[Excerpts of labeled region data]
────────────────
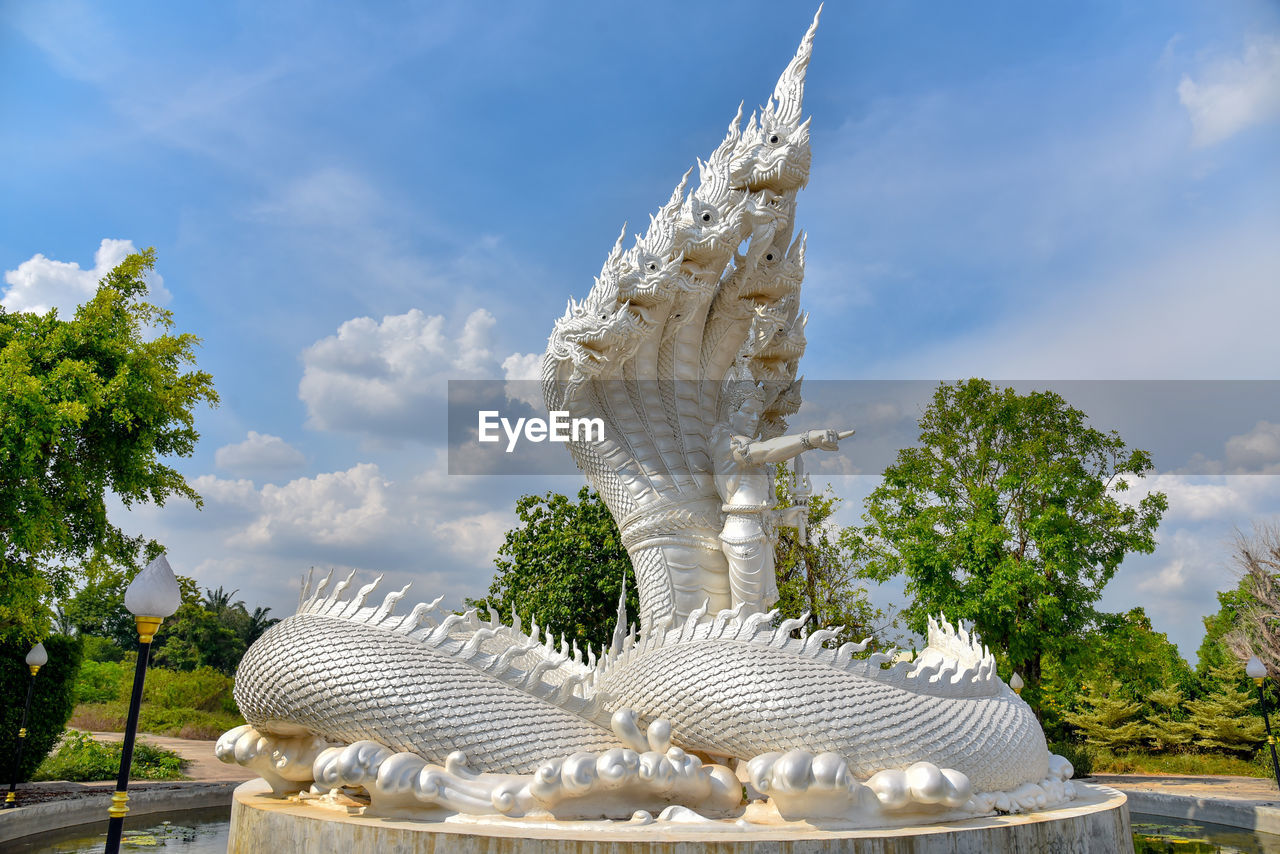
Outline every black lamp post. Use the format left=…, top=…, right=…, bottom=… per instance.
left=106, top=554, right=182, bottom=854
left=4, top=644, right=49, bottom=809
left=1244, top=656, right=1280, bottom=786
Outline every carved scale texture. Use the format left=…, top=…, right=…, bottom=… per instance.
left=236, top=10, right=1048, bottom=791
left=600, top=640, right=1048, bottom=791
left=543, top=19, right=817, bottom=629
left=236, top=573, right=1048, bottom=791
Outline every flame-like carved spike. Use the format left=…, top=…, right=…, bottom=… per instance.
left=311, top=567, right=333, bottom=602
left=328, top=570, right=356, bottom=613
left=372, top=584, right=410, bottom=622
left=298, top=566, right=316, bottom=611
left=520, top=659, right=559, bottom=689
left=460, top=632, right=499, bottom=656
left=765, top=5, right=822, bottom=127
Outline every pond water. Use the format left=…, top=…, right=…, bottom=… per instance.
left=0, top=804, right=232, bottom=854
left=1129, top=813, right=1280, bottom=854
left=0, top=807, right=1280, bottom=854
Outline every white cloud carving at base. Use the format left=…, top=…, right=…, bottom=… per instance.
left=1178, top=37, right=1280, bottom=147
left=0, top=238, right=170, bottom=319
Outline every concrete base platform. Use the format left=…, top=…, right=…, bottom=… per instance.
left=228, top=780, right=1133, bottom=854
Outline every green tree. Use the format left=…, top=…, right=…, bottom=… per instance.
left=1066, top=679, right=1147, bottom=750
left=1181, top=662, right=1266, bottom=758
left=0, top=248, right=218, bottom=640
left=1041, top=608, right=1197, bottom=739
left=1196, top=576, right=1256, bottom=682
left=774, top=463, right=893, bottom=650
left=467, top=487, right=640, bottom=648
left=846, top=379, right=1167, bottom=709
left=1147, top=686, right=1192, bottom=753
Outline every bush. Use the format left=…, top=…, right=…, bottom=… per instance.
left=33, top=730, right=187, bottom=782
left=0, top=635, right=83, bottom=781
left=81, top=635, right=124, bottom=662
left=76, top=661, right=133, bottom=703
left=142, top=666, right=237, bottom=714
left=1048, top=741, right=1093, bottom=780
left=70, top=703, right=244, bottom=740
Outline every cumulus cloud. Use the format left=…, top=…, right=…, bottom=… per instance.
left=179, top=462, right=515, bottom=568
left=502, top=353, right=547, bottom=412
left=214, top=430, right=306, bottom=474
left=1178, top=37, right=1280, bottom=147
left=244, top=462, right=396, bottom=545
left=298, top=309, right=499, bottom=438
left=0, top=238, right=170, bottom=318
left=1179, top=421, right=1280, bottom=475
left=1226, top=421, right=1280, bottom=475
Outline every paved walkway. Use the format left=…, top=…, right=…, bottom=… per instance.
left=1088, top=773, right=1280, bottom=808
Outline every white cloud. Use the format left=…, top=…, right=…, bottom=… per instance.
left=1226, top=421, right=1280, bottom=475
left=298, top=309, right=498, bottom=438
left=214, top=430, right=306, bottom=474
left=865, top=223, right=1280, bottom=380
left=1116, top=474, right=1280, bottom=526
left=502, top=353, right=547, bottom=412
left=244, top=462, right=398, bottom=548
left=0, top=238, right=170, bottom=319
left=1178, top=37, right=1280, bottom=146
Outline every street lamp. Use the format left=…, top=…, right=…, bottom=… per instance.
left=4, top=644, right=49, bottom=809
left=1244, top=656, right=1280, bottom=786
left=106, top=554, right=182, bottom=854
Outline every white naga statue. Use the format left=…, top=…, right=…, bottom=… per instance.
left=710, top=380, right=852, bottom=613
left=218, top=8, right=1073, bottom=826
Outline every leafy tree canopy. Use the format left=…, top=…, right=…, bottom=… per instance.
left=846, top=379, right=1167, bottom=707
left=0, top=248, right=218, bottom=640
left=774, top=463, right=895, bottom=652
left=467, top=487, right=640, bottom=649
left=63, top=568, right=279, bottom=676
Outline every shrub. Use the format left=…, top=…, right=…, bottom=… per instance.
────────────────
PROBLEM TO SOLVE | Rewrite the listing above as a JSON list of strings, one string for each line, skipping blank lines and leaving out the pictures.

EXERCISE OUTPUT |
[
  "Outline every black lamp post. Use the format left=…, top=…, right=…, bottom=… per instance.",
  "left=106, top=554, right=182, bottom=854",
  "left=4, top=644, right=49, bottom=809",
  "left=1244, top=656, right=1280, bottom=786",
  "Outline every carved scale texture. Use the format left=…, top=…, right=…, bottom=… per instance.",
  "left=236, top=10, right=1048, bottom=791",
  "left=600, top=640, right=1048, bottom=791",
  "left=543, top=19, right=817, bottom=629",
  "left=236, top=573, right=1048, bottom=791",
  "Outline every flame-like carved spike. Use the format left=…, top=…, right=…, bottom=… per instance.",
  "left=311, top=567, right=333, bottom=602",
  "left=328, top=570, right=356, bottom=613",
  "left=372, top=584, right=410, bottom=622",
  "left=298, top=566, right=316, bottom=611",
  "left=520, top=659, right=559, bottom=689",
  "left=460, top=632, right=499, bottom=656",
  "left=765, top=5, right=822, bottom=127",
  "Outline every pond water. Use the format left=…, top=…, right=…, bottom=… per instance.",
  "left=0, top=804, right=232, bottom=854",
  "left=1129, top=813, right=1280, bottom=854",
  "left=0, top=807, right=1280, bottom=854",
  "Outline every white cloud carving at base. Use the format left=…, top=…, right=…, bottom=… per instance.",
  "left=1178, top=37, right=1280, bottom=147",
  "left=0, top=238, right=170, bottom=319",
  "Outline every concrete base platform. Use the format left=…, top=…, right=…, bottom=… per instance.",
  "left=228, top=780, right=1133, bottom=854",
  "Outline every green tree. Use the format left=…, top=…, right=…, bottom=… per instance.",
  "left=1066, top=679, right=1147, bottom=750",
  "left=1181, top=662, right=1266, bottom=758",
  "left=0, top=248, right=218, bottom=640",
  "left=1041, top=608, right=1197, bottom=739",
  "left=1196, top=576, right=1256, bottom=682",
  "left=774, top=463, right=893, bottom=650",
  "left=467, top=487, right=640, bottom=648",
  "left=846, top=379, right=1167, bottom=709",
  "left=1147, top=686, right=1192, bottom=753",
  "Outline every bush. Use the format left=…, top=…, right=…, bottom=… per instance.",
  "left=33, top=730, right=187, bottom=782",
  "left=0, top=635, right=83, bottom=781",
  "left=81, top=635, right=124, bottom=662",
  "left=76, top=661, right=133, bottom=703",
  "left=142, top=666, right=237, bottom=714",
  "left=1048, top=741, right=1093, bottom=780",
  "left=70, top=703, right=244, bottom=740",
  "Outline every cumulus cloud. Use the format left=…, top=…, right=…, bottom=… per instance.",
  "left=179, top=462, right=515, bottom=568",
  "left=502, top=353, right=547, bottom=412",
  "left=214, top=430, right=306, bottom=474",
  "left=1178, top=37, right=1280, bottom=147",
  "left=244, top=462, right=396, bottom=545",
  "left=298, top=309, right=499, bottom=438",
  "left=0, top=238, right=170, bottom=318",
  "left=1179, top=421, right=1280, bottom=475",
  "left=1226, top=421, right=1280, bottom=475",
  "Outline every paved walkway. Use the format left=…, top=…, right=…, bottom=… per instance.",
  "left=1088, top=773, right=1280, bottom=808",
  "Outline every white cloud. Use the format left=…, top=…, right=…, bottom=… per instance.",
  "left=1226, top=421, right=1280, bottom=475",
  "left=298, top=309, right=498, bottom=438",
  "left=214, top=430, right=306, bottom=474",
  "left=865, top=223, right=1280, bottom=380",
  "left=1116, top=474, right=1280, bottom=526",
  "left=502, top=353, right=547, bottom=412",
  "left=244, top=462, right=398, bottom=548",
  "left=0, top=238, right=170, bottom=319",
  "left=1178, top=37, right=1280, bottom=146",
  "Outline every street lamp. Use the format left=…, top=…, right=…, bottom=… per instance.",
  "left=4, top=644, right=49, bottom=809",
  "left=1244, top=656, right=1280, bottom=786",
  "left=106, top=554, right=182, bottom=854",
  "Outline every white naga statue. Use the format left=…, top=…, right=…, bottom=… per instance.",
  "left=710, top=380, right=852, bottom=613",
  "left=218, top=8, right=1073, bottom=826",
  "Outline every leafy tree canopy. Use the format left=…, top=…, right=…, bottom=… per instance.",
  "left=846, top=379, right=1167, bottom=707",
  "left=0, top=248, right=218, bottom=640",
  "left=774, top=463, right=895, bottom=652",
  "left=467, top=487, right=640, bottom=649",
  "left=63, top=568, right=279, bottom=676",
  "Outline every shrub. Use the format left=…, top=…, right=…, bottom=… per instance."
]